Stored data entries
§
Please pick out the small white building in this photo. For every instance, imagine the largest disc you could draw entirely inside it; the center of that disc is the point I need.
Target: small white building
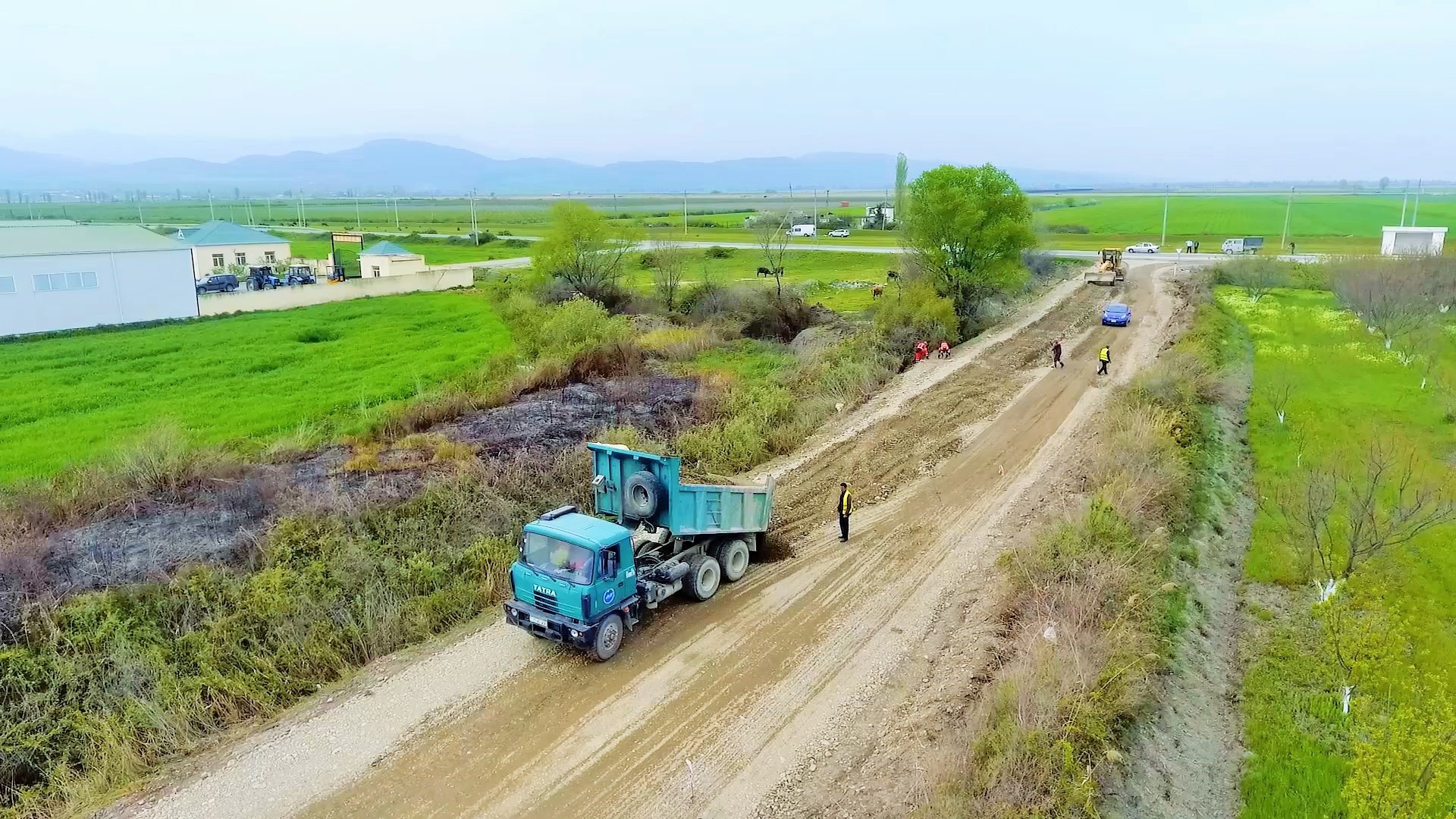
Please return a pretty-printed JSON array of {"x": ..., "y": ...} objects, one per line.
[
  {"x": 69, "y": 278},
  {"x": 218, "y": 245},
  {"x": 1413, "y": 241},
  {"x": 388, "y": 259}
]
§
▶ The task:
Set down only these lines, exactly: the one containing "Please return a" and each line after it through the end of the entries above.

▶ Written answer:
Please return a pretty-printed JSON array of {"x": ..., "y": ...} objects, one per line.
[
  {"x": 69, "y": 278},
  {"x": 218, "y": 245},
  {"x": 1413, "y": 241},
  {"x": 388, "y": 259}
]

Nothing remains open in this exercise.